-------- Provided material

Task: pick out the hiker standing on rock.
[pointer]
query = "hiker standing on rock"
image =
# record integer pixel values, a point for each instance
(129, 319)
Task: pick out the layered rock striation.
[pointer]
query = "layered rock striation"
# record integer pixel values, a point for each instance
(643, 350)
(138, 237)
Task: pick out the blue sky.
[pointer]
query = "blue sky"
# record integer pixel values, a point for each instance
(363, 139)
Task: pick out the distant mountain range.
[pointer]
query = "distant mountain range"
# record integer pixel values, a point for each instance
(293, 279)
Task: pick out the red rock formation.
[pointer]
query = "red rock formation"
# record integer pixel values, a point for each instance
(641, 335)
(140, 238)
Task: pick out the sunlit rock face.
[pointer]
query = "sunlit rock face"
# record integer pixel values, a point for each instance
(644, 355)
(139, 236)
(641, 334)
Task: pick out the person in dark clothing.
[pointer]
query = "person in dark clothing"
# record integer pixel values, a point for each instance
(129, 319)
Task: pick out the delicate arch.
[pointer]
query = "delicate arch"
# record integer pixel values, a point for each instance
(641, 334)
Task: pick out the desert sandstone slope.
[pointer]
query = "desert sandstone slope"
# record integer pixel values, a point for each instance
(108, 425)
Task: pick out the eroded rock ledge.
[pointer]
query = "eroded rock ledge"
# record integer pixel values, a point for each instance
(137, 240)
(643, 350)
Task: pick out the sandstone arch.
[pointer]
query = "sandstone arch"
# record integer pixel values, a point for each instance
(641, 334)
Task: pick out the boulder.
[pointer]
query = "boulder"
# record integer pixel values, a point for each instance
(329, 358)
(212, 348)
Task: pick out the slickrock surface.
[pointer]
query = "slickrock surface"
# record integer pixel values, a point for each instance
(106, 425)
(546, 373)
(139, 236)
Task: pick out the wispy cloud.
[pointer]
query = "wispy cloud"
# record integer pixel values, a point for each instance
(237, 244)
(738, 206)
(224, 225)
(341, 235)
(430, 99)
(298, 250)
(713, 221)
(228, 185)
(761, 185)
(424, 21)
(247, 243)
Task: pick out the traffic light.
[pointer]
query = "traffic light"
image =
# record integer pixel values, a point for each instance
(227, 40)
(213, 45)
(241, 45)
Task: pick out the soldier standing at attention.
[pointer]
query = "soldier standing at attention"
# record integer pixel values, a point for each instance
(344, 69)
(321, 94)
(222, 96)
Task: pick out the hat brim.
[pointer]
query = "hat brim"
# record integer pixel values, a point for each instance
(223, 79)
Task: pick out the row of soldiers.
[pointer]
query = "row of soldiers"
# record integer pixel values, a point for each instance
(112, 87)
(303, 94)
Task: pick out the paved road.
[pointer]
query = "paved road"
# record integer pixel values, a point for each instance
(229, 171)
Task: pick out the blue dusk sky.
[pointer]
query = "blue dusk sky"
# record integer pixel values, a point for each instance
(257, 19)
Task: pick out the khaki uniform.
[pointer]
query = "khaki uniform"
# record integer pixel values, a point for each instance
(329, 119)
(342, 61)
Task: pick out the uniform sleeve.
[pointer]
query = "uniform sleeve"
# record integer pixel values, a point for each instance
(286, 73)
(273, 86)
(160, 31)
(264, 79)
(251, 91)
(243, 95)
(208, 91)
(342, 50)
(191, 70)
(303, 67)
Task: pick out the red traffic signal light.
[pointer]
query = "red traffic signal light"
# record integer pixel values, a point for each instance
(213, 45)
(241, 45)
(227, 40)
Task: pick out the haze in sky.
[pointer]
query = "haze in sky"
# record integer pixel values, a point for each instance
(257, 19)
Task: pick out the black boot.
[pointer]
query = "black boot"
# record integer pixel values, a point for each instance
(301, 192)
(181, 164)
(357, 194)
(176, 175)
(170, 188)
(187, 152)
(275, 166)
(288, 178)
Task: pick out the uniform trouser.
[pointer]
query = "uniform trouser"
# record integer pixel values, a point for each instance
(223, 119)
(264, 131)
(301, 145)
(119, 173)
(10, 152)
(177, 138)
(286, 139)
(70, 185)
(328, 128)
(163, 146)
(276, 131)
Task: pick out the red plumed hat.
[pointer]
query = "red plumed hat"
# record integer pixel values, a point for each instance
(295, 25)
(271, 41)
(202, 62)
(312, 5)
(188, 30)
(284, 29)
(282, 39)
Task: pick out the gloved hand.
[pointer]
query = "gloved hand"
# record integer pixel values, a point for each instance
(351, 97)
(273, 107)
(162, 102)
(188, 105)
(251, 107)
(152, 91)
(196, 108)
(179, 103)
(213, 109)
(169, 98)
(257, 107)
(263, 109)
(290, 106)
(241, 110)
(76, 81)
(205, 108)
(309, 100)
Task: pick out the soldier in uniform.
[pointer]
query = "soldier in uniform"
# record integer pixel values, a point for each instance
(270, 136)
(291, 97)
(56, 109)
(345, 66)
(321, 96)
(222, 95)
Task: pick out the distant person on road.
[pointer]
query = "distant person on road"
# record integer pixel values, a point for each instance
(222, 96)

----------------

### What you should do
From the data above, copy out every line with the string "gloved" in it.

### Your response
Task: pick out the gloved hand.
query = "gloved hand"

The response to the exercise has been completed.